— BEGIN STORED ROWS —
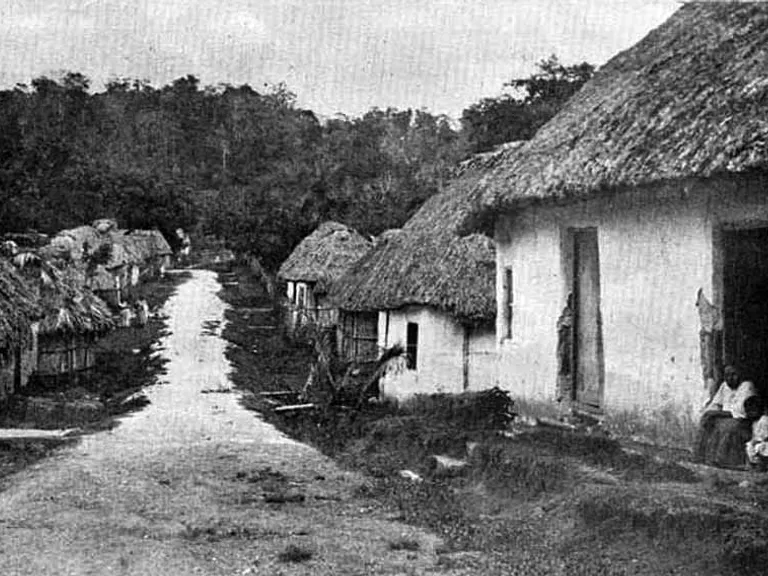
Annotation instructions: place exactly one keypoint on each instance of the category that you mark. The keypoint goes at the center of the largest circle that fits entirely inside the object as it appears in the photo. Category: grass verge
(125, 365)
(542, 501)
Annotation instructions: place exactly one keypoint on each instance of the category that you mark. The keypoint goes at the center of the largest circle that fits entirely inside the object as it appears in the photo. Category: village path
(178, 487)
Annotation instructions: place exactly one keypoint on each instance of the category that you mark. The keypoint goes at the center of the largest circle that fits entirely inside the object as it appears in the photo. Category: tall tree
(528, 104)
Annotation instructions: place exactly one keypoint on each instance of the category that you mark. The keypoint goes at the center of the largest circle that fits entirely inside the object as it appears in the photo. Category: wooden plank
(295, 407)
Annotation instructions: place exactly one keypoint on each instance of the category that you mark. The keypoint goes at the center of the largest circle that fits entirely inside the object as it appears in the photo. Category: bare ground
(541, 502)
(195, 484)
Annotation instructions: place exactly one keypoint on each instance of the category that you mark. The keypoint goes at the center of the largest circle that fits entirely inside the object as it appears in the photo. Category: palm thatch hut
(73, 319)
(19, 312)
(107, 266)
(312, 268)
(156, 252)
(113, 260)
(430, 291)
(632, 230)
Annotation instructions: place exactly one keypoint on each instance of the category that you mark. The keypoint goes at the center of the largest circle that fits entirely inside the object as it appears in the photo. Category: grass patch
(125, 364)
(404, 543)
(295, 554)
(15, 455)
(542, 501)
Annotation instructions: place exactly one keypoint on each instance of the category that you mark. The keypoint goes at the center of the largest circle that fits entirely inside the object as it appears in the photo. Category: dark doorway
(588, 333)
(745, 302)
(412, 345)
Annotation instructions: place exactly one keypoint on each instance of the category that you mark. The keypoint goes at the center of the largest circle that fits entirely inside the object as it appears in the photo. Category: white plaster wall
(483, 359)
(439, 361)
(655, 254)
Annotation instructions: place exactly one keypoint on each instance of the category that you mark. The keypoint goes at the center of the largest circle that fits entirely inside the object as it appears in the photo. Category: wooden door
(588, 337)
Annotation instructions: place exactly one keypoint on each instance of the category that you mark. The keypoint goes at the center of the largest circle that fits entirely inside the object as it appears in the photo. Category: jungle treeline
(249, 166)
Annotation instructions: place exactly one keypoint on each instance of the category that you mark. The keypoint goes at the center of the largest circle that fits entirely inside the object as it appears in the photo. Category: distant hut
(312, 268)
(19, 312)
(429, 291)
(155, 252)
(73, 320)
(106, 265)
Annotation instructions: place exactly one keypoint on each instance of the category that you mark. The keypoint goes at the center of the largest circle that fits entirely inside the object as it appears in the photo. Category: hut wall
(447, 355)
(7, 374)
(113, 297)
(482, 360)
(656, 250)
(357, 336)
(63, 356)
(326, 315)
(29, 358)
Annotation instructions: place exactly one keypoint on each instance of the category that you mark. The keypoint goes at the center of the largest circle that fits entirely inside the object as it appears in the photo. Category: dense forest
(248, 166)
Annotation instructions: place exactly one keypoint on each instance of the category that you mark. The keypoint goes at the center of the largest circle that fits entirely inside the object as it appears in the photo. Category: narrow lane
(177, 488)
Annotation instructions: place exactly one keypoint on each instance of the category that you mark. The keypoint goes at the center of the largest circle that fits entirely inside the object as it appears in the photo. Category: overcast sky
(337, 55)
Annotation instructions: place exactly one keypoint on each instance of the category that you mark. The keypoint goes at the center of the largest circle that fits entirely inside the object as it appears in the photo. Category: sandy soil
(178, 487)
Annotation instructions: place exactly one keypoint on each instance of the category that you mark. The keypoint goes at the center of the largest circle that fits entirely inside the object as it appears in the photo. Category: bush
(295, 554)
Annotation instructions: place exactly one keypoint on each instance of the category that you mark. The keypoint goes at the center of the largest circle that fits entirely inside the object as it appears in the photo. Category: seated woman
(726, 425)
(757, 447)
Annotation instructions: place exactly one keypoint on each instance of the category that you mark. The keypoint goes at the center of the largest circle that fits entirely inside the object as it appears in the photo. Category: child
(757, 448)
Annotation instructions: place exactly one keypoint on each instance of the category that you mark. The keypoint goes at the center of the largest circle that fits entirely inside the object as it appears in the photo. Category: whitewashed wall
(656, 251)
(440, 360)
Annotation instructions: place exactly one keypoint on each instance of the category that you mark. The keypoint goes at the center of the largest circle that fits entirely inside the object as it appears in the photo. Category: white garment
(757, 448)
(733, 400)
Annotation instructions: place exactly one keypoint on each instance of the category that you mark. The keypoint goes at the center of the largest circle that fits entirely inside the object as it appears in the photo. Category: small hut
(72, 320)
(19, 312)
(153, 250)
(312, 268)
(429, 291)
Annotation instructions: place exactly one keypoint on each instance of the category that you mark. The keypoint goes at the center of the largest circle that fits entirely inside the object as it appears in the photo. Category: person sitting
(726, 424)
(757, 447)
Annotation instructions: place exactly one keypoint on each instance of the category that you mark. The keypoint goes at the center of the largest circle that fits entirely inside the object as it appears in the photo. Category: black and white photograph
(393, 287)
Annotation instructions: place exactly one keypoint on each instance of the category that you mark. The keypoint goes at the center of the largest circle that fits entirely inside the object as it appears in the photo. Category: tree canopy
(248, 166)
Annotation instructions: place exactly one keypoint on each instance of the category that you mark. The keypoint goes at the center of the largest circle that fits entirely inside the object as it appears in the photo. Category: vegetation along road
(195, 484)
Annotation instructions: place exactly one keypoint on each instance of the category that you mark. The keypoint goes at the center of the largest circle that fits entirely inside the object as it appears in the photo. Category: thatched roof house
(19, 312)
(430, 291)
(72, 318)
(19, 308)
(638, 207)
(428, 263)
(312, 268)
(688, 101)
(324, 256)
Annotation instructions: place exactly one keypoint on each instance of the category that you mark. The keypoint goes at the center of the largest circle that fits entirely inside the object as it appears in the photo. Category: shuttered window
(412, 344)
(509, 302)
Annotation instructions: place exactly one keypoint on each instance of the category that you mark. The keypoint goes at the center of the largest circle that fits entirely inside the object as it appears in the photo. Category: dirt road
(178, 488)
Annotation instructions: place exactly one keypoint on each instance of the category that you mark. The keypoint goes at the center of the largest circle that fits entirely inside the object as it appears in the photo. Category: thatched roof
(70, 309)
(428, 263)
(18, 307)
(324, 255)
(690, 100)
(66, 308)
(152, 242)
(134, 247)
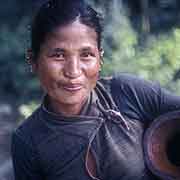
— END STORED ROWS —
[STATED TASK]
Which lines of the records contain the string "small"? Return every such line, and treat uppercase and lowercase as different.

[SOLUTION TO THIS EXERCISE]
Annotation instructions: place exactly one keypoint on each instance of the category that you mark. The keypoint goes at the center of the largest circle that fits entirely inside the object as it appears in the photo. Category: small hut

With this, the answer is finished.